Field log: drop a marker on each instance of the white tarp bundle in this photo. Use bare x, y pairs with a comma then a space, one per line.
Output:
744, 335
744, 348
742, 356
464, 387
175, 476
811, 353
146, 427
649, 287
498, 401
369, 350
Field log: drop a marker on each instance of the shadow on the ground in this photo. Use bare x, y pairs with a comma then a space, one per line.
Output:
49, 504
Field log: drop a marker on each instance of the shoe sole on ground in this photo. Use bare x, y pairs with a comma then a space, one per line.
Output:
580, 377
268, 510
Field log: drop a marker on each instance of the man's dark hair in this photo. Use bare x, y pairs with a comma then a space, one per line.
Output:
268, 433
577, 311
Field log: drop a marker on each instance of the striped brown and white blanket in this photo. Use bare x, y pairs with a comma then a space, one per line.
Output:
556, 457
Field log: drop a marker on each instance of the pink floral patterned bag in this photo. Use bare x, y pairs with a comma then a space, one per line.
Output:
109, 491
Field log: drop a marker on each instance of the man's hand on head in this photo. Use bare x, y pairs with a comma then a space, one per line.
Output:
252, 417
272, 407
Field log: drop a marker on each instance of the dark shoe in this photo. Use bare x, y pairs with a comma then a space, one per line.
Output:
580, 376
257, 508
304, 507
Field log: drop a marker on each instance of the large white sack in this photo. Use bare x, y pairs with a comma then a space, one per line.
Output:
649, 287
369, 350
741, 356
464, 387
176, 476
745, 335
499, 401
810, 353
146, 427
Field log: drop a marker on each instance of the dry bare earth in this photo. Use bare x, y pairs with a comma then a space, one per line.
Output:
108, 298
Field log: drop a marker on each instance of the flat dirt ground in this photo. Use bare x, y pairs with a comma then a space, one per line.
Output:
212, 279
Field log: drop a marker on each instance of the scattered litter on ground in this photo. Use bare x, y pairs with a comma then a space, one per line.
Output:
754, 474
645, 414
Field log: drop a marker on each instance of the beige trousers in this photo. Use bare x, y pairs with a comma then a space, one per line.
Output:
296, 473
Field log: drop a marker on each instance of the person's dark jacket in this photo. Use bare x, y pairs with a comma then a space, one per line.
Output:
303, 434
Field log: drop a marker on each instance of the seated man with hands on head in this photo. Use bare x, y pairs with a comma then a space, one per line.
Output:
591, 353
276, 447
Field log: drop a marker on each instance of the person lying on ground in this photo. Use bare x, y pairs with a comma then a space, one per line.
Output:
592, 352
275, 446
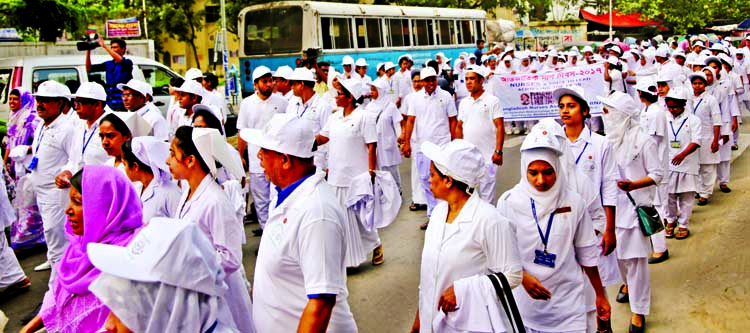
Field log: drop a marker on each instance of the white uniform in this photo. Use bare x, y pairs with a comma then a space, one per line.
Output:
431, 124
477, 117
683, 179
54, 146
211, 209
478, 242
256, 113
151, 114
348, 158
302, 254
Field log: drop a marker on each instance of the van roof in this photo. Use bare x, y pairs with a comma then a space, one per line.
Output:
62, 60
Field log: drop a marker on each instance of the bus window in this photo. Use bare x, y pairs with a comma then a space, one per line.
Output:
447, 32
424, 32
466, 36
336, 33
274, 30
399, 32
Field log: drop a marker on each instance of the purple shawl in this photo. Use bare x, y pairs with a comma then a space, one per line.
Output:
22, 123
112, 214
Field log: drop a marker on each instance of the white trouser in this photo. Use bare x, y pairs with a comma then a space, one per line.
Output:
681, 207
417, 192
393, 170
722, 171
423, 166
636, 275
707, 178
10, 269
487, 184
261, 192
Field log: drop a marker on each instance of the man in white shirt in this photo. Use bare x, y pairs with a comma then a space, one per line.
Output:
431, 116
52, 147
87, 146
135, 96
255, 112
300, 274
480, 122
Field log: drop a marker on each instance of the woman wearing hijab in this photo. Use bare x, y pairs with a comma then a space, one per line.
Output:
27, 230
388, 123
352, 136
193, 155
556, 242
154, 291
466, 240
639, 173
104, 208
144, 159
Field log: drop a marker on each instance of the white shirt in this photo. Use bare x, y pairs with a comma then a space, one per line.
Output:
594, 159
256, 113
87, 147
477, 117
573, 240
685, 129
347, 148
388, 125
432, 113
302, 253
151, 114
478, 242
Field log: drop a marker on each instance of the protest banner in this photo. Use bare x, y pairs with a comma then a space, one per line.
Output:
529, 96
129, 27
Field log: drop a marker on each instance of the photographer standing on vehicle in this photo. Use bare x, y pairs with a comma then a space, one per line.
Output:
117, 70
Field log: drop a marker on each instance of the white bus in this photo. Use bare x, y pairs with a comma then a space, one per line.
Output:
275, 34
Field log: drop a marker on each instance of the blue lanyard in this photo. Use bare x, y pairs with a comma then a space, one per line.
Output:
678, 129
85, 141
695, 109
545, 236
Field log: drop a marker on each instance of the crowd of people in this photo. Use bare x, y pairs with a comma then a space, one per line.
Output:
143, 215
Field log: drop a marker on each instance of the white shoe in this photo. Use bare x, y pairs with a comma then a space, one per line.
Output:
45, 266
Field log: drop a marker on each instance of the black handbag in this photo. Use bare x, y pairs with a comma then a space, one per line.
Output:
648, 218
505, 294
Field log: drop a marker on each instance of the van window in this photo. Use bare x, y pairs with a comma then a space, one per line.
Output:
66, 76
158, 78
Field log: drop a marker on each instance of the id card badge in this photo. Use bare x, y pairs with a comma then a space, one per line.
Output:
34, 162
545, 259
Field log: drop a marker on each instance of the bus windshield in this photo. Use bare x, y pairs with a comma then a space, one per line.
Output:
273, 31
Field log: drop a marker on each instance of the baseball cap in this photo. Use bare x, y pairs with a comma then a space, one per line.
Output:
52, 88
260, 71
170, 251
91, 90
459, 159
302, 74
285, 134
140, 86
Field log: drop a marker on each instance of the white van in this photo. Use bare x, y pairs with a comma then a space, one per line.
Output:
29, 72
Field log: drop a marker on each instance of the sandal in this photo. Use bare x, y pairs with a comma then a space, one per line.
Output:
669, 229
377, 255
682, 233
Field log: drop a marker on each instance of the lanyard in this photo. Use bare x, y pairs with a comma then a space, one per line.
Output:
695, 109
85, 141
545, 236
678, 129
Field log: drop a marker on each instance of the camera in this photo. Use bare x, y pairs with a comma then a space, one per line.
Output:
89, 42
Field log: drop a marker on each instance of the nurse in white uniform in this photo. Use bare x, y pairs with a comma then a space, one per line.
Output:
145, 162
639, 174
352, 138
193, 155
300, 274
466, 240
556, 242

• THE PROBLEM
All records should be output exactly, with the pictures left out.

• RESPONSE BELOW
Field log: drop a marker on each instance of the white tarp bundle in this photo. Use bare x, y pairs with a comma then a space, one per line.
Output:
744, 335
744, 348
742, 356
464, 387
175, 476
811, 353
146, 427
649, 287
498, 401
369, 350
Field log: drop a marker on each instance of the shadow on the ground in this photo. Use bare x, y pairs with a comma then a space, one per line.
Output:
49, 504
Field log: drop a marker on each instance of the shoe sole on ground in this photo. Use bare x, y pairs with a comma then a space, one per line.
Output:
580, 377
268, 510
Field log: drop a marker on each instance of the man's dark hair in this photo. Use bare x, y pairs with a comma then a space, one per line.
Output:
268, 433
577, 311
Field log: drop a marker on each instance of the striped brown and white blanket in this photo. Use bare x, y pairs with a comma then a space, one per line.
Output:
556, 457
Field log: drop a marker on each instance of the pink floral patterned bag in this photo. Use bare x, y pairs with a comma then a space, one per line.
Output:
109, 491
Field log: drop a marker on each instance of the man's hand on head in this photo. Use bare x, y pairs with a comma then a space, one per line.
Output:
252, 417
272, 407
Field log: drop a marker on each instance of the dark shoe in this photo. Use bare x, y pairs with a comma then a space, one per line.
Output:
580, 376
257, 508
304, 507
Field log: drop a marker on each instance of the large white sack in this photo. Use bare x, y pairs with a comma then a space, one per line.
Output:
649, 287
369, 350
741, 356
464, 387
176, 476
745, 335
499, 401
810, 353
146, 427
Field log: drop a marker on each instance of the dry bare earth in this photo. Use bare x, y pairs with a comma then a space, one per line.
Output:
108, 298
Field log: drop a marker on each instance of the flat dirt ground in this photo. Use bare x, y pairs with a comma then a space, one per line.
Output:
212, 279
Field log: drop a marker on each instance of the scattered litter on ground in this photo. Use bare x, y pairs with a comma then a space, one per line.
Output:
754, 474
645, 414
Field log: drop a marker on each instance of the beige trousers in this photo. Use bare x, y pairs with a comma then a space, one per line.
Output:
296, 473
Field log: drop a marker on each instance of the person's dark jacket in this photo. Use bare x, y pairs with a comma then a space, one per line.
Output:
303, 434
Field log: drop a marker on each instance of the seated man with hands on head in this photo. Use bare x, y pairs with a comma then a space, one per line.
Output:
591, 353
276, 447
Field log: drop a marker on each instance of the person lying on ground in this photo. Use bare x, y pairs with a comma then a space, one per line.
Output:
592, 352
275, 446
Field log: drop a marker on each instance of the white uniform in this photo. Use bare x, y pairs with a comma then a space, one per line.
Output:
431, 124
477, 117
683, 179
54, 146
211, 209
478, 242
256, 113
151, 114
348, 158
302, 254
Field log: drop a marker on each instance of the van roof in this photo. Use bare x, y pairs with a comma then a space, one per line.
Output:
62, 60
Field log: drop a marker on each instance of the bus window in this photo. Use bare x, y pairs with a comma then a space, one per line.
Output:
447, 32
424, 32
466, 36
336, 33
274, 30
399, 32
Field log: drop a marker on each instance of the purple shawl in this photo. Use bare x, y pairs with a comma then a space, one per line.
Output:
22, 123
112, 214
Field log: drop a marker on each instance of the white trouser in this photo. Use bare x, y pairs with a comma then a space, one per line.
Output:
681, 207
417, 192
393, 170
722, 171
423, 166
636, 275
707, 178
10, 269
487, 184
261, 192
Field log: drop a marker on each instance of the man in white shirt in this photo. Use bare x, y pairs with a comma then a space, one per line.
Output:
431, 116
52, 147
87, 146
135, 96
255, 112
300, 274
480, 122
Field log: drop a marker on each instance of the woman wearing hijab in this photo. Use bare x, y pairs with a comma then a space, one per line.
Output:
27, 230
388, 123
352, 136
193, 155
556, 242
154, 291
466, 240
639, 173
104, 208
144, 159
Field log: drop a marker on each instance of the white shirt in this photo. Use bare x, y pairs with a comma then a space, one per line.
Output:
594, 159
256, 113
87, 147
477, 117
573, 240
685, 129
347, 148
388, 125
432, 113
302, 253
151, 114
478, 242
Field log: drop a marker on each instance of the protest banner in this photo. Use bare x, y pairs with a comma then a space, one per line.
Output:
529, 96
129, 27
Field log: drop a marker on each instance of the photographer standing on vehicle in this photo. Use bare x, y pairs with a comma then a space, one per line.
Output:
117, 70
Field log: drop a marker on each instance of the white bus in this photo. Use bare x, y pairs with a comma then a space, one per line.
Output:
275, 34
Field log: drop a marker on each instance of the blue lanyard in this photo. Use bare x, y pairs with a comma then a space, one per line.
Output:
678, 129
85, 141
695, 109
545, 236
Field log: drop a marker on each instance of the crowd of people in this photo. Use bare x, y pairs with a comma then a space, one per line.
Output:
143, 215
Field log: drop a marker on each instance of the white shoe in this photo. Use bare x, y pairs with a comma then a space, one per line.
Output:
45, 266
Field log: drop a marker on each instance of the black handbag in this photo. Use bare x, y pairs with a comma then a space, one per line.
Output:
648, 218
505, 294
Field log: drop a marker on each instance of the van window in this photo. Use bare x, y pairs with a comma then a space, one per line.
Output:
66, 76
158, 78
Field log: drop a marker on each instance of the id card badge in this photo. Use bare x, y pairs with a comma then a space, one per line.
Output:
34, 162
545, 259
Field log: drop a marker on each instance of the bus windshield in this photo. Use bare x, y pairs with a comma then a space, one per line.
Output:
273, 31
Field log: drop a marker on each instance of the baseball cap in this photo. Use bare x, y pairs with a comma then a space, one per line.
Output:
52, 88
260, 71
170, 251
91, 90
459, 159
302, 74
285, 134
140, 86
Field log: drop a marker on each instance of the white van in this photo. Use bare x, y pairs with a comma then a space, one per line.
Output:
29, 72
Field log: drop a marker on each instance of the sandal in this photo. Use bare x, y pairs with a comma then a space, one per line.
Output:
669, 229
377, 255
682, 233
Field log: drop a marker on each instance of the lanyard in this photo. Use bare x, y pairs with a comma then a space, one per line.
Output:
695, 109
85, 141
545, 236
678, 129
Field log: drop a marker on each instance of the camera in this photo. Use bare x, y pairs with a comma then a space, one per line.
Output:
89, 42
Field log: drop a marker on each instance of the nurse in white uniform in this photo. Use bare x, y pairs with a comma then a space, one per line.
Output:
145, 162
639, 174
352, 138
193, 155
300, 274
466, 240
556, 242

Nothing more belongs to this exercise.